Description of the task: In the data below, which lines contain "floor"? List them by copying each one.

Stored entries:
__________

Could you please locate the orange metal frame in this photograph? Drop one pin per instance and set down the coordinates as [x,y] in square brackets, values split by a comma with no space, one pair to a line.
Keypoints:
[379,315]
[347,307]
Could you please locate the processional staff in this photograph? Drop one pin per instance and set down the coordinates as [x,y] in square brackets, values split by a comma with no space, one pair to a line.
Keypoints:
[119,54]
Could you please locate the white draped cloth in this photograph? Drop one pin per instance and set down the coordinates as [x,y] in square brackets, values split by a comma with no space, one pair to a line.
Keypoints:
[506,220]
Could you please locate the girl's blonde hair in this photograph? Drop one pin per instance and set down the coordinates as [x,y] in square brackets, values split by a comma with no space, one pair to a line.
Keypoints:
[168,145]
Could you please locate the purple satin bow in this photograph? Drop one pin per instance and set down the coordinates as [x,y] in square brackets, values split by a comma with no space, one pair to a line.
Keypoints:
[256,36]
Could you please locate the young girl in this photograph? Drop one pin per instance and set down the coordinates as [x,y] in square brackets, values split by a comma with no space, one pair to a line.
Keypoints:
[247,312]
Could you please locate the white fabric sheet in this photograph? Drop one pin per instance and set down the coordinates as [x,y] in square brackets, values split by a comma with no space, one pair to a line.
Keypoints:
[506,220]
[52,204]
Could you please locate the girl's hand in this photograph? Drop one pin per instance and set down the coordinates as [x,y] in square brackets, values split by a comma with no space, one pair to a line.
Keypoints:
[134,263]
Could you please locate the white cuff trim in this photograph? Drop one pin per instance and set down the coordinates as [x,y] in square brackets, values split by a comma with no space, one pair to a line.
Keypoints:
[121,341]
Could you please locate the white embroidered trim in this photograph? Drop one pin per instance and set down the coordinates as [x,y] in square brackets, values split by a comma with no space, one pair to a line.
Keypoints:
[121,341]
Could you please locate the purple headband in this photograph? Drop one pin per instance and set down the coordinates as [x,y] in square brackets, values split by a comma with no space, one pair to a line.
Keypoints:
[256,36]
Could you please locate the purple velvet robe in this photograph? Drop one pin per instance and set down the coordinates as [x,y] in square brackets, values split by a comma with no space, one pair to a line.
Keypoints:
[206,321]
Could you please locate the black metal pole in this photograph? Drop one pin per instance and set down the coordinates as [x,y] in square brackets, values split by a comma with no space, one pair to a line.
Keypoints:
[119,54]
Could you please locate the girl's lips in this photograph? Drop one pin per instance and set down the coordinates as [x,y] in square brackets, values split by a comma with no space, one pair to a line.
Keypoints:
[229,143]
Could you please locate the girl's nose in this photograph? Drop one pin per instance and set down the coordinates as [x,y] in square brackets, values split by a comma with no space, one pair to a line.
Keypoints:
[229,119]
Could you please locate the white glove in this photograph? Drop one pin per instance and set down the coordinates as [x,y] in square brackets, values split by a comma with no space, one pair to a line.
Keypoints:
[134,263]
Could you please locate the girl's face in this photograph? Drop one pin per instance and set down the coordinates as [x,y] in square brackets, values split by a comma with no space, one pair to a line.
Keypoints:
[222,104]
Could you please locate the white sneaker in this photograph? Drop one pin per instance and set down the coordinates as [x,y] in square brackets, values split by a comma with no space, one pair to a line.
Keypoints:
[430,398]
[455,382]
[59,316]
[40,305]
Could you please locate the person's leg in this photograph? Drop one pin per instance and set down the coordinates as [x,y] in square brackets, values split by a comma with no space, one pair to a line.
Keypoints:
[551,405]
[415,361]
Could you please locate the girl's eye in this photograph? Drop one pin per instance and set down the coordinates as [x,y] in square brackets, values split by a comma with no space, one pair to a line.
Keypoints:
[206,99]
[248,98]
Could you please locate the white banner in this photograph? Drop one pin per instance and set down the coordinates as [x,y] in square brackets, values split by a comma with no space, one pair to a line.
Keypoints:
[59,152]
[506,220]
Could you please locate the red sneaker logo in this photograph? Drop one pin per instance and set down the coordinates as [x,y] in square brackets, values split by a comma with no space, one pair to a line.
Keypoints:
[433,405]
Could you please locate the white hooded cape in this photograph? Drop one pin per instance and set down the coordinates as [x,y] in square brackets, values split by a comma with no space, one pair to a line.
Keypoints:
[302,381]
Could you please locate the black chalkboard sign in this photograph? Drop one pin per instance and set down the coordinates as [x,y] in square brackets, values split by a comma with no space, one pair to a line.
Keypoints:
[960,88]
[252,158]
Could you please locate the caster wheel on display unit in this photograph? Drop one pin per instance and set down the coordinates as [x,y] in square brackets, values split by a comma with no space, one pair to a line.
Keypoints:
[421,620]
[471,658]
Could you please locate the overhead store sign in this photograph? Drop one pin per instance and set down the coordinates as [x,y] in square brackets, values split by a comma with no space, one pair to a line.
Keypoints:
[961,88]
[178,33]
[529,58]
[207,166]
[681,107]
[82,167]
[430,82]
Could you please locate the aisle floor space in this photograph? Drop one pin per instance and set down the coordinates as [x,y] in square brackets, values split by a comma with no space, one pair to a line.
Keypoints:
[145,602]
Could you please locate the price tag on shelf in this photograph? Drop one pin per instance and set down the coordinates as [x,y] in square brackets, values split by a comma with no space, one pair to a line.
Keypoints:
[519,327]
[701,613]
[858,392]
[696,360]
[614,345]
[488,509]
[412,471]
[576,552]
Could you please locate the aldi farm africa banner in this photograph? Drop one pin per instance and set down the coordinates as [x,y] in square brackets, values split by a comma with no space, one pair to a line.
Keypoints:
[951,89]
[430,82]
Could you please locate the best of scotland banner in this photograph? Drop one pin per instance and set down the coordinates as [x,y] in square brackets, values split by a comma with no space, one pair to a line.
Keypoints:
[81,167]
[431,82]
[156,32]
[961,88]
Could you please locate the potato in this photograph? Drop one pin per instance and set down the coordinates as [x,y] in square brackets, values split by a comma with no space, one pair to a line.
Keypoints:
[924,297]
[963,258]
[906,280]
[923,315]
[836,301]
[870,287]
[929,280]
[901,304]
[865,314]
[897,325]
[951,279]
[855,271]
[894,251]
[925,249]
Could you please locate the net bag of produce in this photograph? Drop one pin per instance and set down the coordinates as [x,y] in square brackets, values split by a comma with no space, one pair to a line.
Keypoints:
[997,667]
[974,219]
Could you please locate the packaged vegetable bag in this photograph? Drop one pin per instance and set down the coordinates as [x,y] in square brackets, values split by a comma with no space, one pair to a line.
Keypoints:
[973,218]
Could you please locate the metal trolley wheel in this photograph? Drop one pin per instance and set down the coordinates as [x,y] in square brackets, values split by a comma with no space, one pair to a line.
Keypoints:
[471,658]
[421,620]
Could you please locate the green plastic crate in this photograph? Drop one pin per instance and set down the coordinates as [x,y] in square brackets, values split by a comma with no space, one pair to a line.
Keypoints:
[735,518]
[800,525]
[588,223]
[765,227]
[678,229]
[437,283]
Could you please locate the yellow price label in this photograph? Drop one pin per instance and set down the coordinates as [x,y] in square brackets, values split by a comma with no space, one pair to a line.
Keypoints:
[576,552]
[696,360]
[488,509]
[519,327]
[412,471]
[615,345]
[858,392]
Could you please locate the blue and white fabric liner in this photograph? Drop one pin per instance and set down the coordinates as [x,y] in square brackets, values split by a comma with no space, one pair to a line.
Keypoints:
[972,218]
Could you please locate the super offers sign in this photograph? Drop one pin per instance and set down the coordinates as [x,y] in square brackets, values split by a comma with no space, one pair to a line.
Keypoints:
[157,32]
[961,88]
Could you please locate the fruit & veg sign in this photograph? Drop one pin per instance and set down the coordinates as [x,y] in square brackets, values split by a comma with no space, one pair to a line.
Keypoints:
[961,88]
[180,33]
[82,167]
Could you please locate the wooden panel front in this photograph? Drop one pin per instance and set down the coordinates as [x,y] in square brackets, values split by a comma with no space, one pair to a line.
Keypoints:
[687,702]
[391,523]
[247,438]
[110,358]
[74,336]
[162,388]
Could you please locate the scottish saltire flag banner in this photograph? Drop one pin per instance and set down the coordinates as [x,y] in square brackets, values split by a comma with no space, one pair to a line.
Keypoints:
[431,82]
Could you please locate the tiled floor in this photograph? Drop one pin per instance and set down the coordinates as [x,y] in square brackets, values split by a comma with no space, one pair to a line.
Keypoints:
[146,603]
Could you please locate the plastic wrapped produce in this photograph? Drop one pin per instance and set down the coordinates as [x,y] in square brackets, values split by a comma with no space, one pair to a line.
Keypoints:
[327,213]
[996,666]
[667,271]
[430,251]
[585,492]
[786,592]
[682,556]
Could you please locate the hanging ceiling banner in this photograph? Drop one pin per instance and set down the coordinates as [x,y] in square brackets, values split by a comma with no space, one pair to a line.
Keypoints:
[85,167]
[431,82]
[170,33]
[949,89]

__________

Output for this exercise:
Could you please locate the aisle floor space in this photograph? Drop one pin per instance and set down the coordinates as [x,y] in square brackets, values split by a comma with no space, one pair to a line.
Could you please locate the tiled floor in this photograph? Drop one pin per instance and set down the coordinates as [x,y] in square brackets, values split by a comma with no space, one pair to a line.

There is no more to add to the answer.